===== Page excerpt =====

# John has been added to your queue



## elelegido (Sep 24, 2014)

This is an annoying new development on Lyft. I was doing Lyft's hourly guarantee last night and was just completing the second of the required hourly rides when at 01:58 I get the notification that "John" had been added and that I would be picking him up on a new ride assignment after clearing the current pax. Err...no, no I won't. Doing that ride at 01:58 in a guarantee hour would have meant that I would be doing the ride for free. No thanks.

I had to call John and tell him that I did not accept his ride, that it was assigned to me by Lyft without them asking me etc etc. John was of course extremely drunk and unhelpfully simply repeated his pickup location. I told him to cancel if he wanted to avoid paying a cancellation fee. I told him that the clock was ticking and suggested that he get off the phone and do it while there was still time. He was up for a drunken argument; I wasn't so I had to hang up on him, wait five and then no show him to avoid the acceptance rate hit. Ignored his two or three subsequent phone calls, then had to go into my voicemail to delete the surely gibberish messages he left before Lyft cut his access to my number. Note to self - disable voicemail before starting a shift.

=====

- _Exercise prompt_
In the forum post, list each action the poster took from hanging up on John onward, in the order given.

===== Entries provided =====

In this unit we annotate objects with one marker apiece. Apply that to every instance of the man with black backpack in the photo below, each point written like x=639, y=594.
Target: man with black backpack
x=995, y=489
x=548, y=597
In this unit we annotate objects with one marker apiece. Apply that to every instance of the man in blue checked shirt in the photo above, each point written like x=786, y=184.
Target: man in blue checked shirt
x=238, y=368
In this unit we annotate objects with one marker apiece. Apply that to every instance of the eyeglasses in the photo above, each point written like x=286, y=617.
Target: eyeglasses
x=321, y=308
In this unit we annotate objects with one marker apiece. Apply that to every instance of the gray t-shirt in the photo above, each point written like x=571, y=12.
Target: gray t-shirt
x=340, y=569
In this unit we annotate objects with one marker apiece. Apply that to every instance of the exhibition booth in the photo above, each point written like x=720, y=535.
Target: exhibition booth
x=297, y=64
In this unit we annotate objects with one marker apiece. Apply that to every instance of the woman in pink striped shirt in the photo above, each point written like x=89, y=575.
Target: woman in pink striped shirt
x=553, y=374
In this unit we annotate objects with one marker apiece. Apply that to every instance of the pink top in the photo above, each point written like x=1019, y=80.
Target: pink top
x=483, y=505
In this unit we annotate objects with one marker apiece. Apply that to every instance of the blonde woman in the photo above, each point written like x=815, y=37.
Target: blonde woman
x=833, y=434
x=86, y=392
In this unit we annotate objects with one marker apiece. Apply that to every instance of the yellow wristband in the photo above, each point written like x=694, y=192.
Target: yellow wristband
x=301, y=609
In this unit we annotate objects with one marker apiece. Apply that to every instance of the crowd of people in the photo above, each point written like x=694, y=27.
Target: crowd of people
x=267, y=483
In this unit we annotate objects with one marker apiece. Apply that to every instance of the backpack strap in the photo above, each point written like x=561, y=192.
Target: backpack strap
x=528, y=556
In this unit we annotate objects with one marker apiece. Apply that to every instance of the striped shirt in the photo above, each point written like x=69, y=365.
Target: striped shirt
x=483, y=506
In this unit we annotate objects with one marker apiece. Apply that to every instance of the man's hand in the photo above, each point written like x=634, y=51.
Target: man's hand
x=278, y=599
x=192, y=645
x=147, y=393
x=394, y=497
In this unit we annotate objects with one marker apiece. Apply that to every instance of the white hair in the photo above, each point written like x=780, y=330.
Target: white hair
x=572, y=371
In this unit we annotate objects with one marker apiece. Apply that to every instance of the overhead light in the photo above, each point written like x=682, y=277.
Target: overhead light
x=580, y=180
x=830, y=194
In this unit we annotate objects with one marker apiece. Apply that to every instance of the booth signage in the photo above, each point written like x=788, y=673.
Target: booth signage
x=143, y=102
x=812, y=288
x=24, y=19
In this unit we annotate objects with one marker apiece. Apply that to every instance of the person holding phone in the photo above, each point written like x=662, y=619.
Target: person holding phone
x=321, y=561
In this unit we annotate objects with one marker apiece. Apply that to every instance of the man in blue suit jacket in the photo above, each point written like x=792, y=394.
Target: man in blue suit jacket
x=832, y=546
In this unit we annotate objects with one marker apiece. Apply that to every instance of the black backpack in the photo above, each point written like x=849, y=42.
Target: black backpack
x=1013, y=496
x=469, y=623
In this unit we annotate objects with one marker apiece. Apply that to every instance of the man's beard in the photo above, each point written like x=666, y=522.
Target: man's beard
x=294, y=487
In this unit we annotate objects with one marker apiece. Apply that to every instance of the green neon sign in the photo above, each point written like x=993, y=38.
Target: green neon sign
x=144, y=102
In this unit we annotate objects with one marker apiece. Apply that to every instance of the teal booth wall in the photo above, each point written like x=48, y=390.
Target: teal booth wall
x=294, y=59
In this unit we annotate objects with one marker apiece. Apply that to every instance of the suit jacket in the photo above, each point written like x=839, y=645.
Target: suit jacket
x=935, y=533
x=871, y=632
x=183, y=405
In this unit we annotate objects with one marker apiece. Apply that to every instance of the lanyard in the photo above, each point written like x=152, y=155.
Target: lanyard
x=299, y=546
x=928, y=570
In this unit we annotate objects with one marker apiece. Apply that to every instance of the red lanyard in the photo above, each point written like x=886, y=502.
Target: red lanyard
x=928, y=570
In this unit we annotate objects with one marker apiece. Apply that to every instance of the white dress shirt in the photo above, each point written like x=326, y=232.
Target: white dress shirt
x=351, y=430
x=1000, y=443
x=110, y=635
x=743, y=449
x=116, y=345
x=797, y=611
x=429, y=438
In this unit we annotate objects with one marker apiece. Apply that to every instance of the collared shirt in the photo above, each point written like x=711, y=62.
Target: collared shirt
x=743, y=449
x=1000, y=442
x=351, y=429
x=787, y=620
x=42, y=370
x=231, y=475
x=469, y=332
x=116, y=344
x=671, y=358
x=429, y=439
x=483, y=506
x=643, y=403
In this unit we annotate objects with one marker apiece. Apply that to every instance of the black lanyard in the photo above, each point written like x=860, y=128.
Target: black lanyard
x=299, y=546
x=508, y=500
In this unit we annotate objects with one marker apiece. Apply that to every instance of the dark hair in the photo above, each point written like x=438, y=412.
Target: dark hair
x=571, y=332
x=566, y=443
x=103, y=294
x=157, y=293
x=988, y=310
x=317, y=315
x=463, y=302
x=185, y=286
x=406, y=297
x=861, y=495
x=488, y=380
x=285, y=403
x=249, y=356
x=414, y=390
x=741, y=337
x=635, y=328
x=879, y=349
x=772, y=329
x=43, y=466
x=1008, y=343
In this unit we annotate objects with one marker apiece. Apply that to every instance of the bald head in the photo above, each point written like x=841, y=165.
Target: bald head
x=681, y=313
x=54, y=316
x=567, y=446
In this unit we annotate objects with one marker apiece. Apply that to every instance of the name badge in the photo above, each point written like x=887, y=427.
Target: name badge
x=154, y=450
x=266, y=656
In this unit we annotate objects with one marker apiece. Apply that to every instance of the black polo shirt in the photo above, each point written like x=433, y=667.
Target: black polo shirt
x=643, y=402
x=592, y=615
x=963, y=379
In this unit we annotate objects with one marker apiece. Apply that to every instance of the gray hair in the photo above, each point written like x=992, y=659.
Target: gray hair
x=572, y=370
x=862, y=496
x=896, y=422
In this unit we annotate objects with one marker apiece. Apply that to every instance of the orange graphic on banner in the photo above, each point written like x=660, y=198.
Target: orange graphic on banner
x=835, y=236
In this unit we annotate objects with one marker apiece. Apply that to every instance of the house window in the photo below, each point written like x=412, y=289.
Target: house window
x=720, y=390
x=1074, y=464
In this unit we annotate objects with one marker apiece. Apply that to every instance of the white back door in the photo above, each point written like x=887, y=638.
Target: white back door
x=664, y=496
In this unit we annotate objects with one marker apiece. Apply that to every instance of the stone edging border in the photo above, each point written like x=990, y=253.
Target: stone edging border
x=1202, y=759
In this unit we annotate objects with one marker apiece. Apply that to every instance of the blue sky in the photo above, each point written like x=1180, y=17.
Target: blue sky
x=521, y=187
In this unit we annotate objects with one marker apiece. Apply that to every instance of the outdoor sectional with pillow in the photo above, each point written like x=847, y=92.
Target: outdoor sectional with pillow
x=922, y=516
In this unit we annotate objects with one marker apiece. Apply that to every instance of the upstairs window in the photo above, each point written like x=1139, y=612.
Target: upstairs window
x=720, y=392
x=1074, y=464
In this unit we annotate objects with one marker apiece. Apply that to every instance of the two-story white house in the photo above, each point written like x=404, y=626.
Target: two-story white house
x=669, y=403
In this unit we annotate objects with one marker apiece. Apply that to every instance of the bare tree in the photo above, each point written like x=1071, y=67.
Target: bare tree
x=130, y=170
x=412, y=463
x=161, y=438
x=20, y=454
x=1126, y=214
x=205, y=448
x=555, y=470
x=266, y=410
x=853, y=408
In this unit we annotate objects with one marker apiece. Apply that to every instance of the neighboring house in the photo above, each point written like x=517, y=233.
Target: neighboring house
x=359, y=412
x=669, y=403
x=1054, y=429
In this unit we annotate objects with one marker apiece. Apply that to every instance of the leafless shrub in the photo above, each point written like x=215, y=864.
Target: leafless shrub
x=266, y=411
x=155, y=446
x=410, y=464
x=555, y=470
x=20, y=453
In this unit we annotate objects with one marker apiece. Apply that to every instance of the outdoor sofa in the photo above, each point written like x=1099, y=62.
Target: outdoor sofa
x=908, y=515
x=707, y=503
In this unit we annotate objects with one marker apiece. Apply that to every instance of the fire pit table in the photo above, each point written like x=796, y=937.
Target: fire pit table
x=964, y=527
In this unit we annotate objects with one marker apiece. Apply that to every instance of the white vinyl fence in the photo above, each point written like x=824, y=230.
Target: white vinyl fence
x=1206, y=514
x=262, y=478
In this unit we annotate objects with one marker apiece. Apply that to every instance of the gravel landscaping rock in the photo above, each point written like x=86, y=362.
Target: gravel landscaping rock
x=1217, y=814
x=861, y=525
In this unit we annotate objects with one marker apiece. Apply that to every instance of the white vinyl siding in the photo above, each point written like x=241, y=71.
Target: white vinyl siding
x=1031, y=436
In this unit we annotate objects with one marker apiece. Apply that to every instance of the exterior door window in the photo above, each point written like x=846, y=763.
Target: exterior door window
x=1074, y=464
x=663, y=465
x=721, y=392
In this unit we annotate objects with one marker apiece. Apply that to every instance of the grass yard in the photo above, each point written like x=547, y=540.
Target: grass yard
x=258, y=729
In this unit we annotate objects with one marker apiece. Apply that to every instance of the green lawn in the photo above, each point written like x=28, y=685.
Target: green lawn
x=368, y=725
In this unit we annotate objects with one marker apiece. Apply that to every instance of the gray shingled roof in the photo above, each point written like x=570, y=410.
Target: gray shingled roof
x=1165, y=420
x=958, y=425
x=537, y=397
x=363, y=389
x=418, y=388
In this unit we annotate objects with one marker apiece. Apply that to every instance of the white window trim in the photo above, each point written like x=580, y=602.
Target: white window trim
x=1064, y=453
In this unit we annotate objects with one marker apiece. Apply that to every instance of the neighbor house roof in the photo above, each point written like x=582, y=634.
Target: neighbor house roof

=====

- _Written solution_
1. Hung up on John.
2. Waited five.
3. Marked John as a no-show to avoid the acceptance rate hit.
4. Ignored John's two or three subsequent phone calls.
5. Went into voicemail to delete the messages John left.